--- Material shown ---
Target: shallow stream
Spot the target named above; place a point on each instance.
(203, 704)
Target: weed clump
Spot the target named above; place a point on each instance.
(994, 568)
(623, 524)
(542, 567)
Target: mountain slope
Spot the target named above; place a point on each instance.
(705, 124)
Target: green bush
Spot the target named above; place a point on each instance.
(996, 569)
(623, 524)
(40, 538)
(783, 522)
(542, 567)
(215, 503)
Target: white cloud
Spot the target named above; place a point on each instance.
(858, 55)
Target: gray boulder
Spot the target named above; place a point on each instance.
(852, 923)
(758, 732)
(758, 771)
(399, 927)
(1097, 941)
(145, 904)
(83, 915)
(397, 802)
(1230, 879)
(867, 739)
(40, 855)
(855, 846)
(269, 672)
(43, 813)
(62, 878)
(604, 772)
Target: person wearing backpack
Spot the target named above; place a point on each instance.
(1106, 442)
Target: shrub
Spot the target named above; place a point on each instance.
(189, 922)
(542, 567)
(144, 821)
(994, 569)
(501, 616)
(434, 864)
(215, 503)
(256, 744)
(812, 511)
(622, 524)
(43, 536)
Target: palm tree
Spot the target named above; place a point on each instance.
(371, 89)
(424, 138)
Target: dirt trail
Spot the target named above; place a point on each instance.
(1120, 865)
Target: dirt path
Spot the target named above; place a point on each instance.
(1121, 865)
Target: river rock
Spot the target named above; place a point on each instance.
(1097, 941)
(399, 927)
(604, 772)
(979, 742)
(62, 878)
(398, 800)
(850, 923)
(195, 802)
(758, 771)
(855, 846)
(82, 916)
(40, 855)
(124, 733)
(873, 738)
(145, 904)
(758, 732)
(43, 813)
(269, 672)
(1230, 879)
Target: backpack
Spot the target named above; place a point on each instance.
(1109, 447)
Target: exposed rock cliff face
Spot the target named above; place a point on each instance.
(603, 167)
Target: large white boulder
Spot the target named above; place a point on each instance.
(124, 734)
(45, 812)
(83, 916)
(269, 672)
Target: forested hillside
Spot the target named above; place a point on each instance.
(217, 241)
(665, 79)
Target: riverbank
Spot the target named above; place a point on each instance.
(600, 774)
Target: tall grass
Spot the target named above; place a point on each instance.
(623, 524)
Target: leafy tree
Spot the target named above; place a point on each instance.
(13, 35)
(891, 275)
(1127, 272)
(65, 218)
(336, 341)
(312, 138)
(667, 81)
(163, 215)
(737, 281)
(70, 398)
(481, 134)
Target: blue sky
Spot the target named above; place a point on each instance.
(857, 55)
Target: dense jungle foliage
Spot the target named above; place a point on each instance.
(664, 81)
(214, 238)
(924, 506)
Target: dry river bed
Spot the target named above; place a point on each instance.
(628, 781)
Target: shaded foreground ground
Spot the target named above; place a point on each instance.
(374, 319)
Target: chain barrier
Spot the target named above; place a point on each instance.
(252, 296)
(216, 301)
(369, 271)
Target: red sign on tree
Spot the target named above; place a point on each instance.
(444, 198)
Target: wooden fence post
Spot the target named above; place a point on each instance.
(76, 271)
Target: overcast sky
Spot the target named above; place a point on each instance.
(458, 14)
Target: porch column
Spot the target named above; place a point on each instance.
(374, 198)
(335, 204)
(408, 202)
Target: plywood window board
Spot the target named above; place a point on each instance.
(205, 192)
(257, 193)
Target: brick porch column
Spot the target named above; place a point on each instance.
---
» **Objective**
Echo every item above word for word.

» **Reply to the task**
Target: shallow stream
Spot the target named above; place a point on each instance.
(203, 704)
Target: weed clump
Spot the target named above; place a point on each instance.
(994, 568)
(623, 524)
(542, 567)
Target: mountain slope
Spot the target named above; place a point on each instance.
(705, 124)
Target: green bush
Spot the target named above; place a point on each instance.
(996, 569)
(623, 524)
(40, 538)
(783, 522)
(542, 567)
(215, 503)
Target: white cloud
Spot the target named above; place a point on each instance.
(858, 55)
Target: gray boulder
Spot the target named above; place a point on each instance.
(852, 923)
(758, 732)
(758, 771)
(399, 927)
(1097, 941)
(145, 904)
(83, 915)
(397, 802)
(1230, 879)
(867, 739)
(40, 855)
(855, 846)
(269, 672)
(43, 813)
(62, 878)
(604, 772)
Target: person wearing backpack
Spot the target named above; place a point on each instance.
(1106, 442)
Target: shrub
Spot the target named above; place a point on each instance.
(189, 922)
(542, 567)
(144, 821)
(994, 569)
(501, 616)
(434, 864)
(215, 503)
(256, 744)
(812, 511)
(622, 524)
(43, 536)
Target: palm tree
Spot the target named above; place a point on each instance.
(371, 89)
(424, 138)
Target: dirt trail
Spot the target named above; place a point on each instance.
(1120, 865)
Target: dirt path
Spot the target named above; place a point on each instance.
(1121, 865)
Target: river rock
Spot the target named above; place a point on each instance.
(1097, 941)
(399, 927)
(604, 772)
(979, 742)
(62, 878)
(398, 800)
(850, 923)
(195, 802)
(758, 771)
(855, 846)
(82, 916)
(40, 855)
(124, 733)
(873, 738)
(145, 904)
(758, 732)
(43, 813)
(269, 672)
(1230, 879)
Target: backpack
Spot the target named above; place a point on each instance.
(1109, 447)
Target: exposed rock cliff face
Spot the target named above; place a point on each instance.
(603, 167)
Target: large white boulder
Spot the target named above; place a point on each instance.
(124, 734)
(45, 812)
(83, 916)
(269, 672)
Target: forested hillside
Spot the target named above; place a point on each instance.
(217, 241)
(665, 79)
Target: riverbank
Spot the target named above; place a point on each instance.
(600, 774)
Target: tall grass
Spot the target named above; place a point on each instance.
(623, 524)
Target: leafy tree
Spot the target named above; place a point on each instance.
(13, 35)
(891, 275)
(1127, 272)
(65, 218)
(336, 341)
(312, 138)
(667, 81)
(163, 215)
(737, 281)
(70, 398)
(481, 134)
Target: blue sky
Spot the target named above; place a point on each instance.
(857, 55)
Target: dense jungle foliage
Spot the target named above; place a point on each instance.
(664, 81)
(214, 238)
(924, 506)
Target: dry river bed
Spot the target named above; place a point on each instance.
(628, 781)
Target: shaded foreground ground
Spot the target named above; place a point on each instance.
(374, 319)
Target: chain barrier
Spot the target named above; place a point on each instance.
(252, 296)
(216, 301)
(369, 271)
Target: red sign on tree
Spot the target named above; place a point on each instance.
(444, 198)
Target: wooden fence post
Spot the target named above; place a point on each instance.
(76, 271)
Target: overcast sky
Spot the target named above; place a point on each instance.
(458, 14)
Target: porch column
Spot the target named above; place a point on each instance.
(374, 198)
(335, 204)
(408, 202)
Target: plywood window board
Spot the target named above; place a point on each instance.
(205, 192)
(257, 193)
Target: brick porch column
Spot the target named above; place a point on each instance.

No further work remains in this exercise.